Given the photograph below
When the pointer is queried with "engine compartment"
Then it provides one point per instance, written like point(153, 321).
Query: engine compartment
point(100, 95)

━━━━━━━━━━━━━━━━

Present each line of the listing above as a Markdown table with the columns "Row" and "Text", where "Row" numbers the lines in order and "Text" holds each one. Omit any blank lines.

EXPECTED ANSWER>
| Row | Text |
|---|---|
| 1 | Given the photograph below |
| 2 | When the pointer is queried with "engine compartment" |
| 3 | Then it provides one point per instance, written like point(153, 321). |
| 4 | Query: engine compartment |
| 5 | point(100, 95) |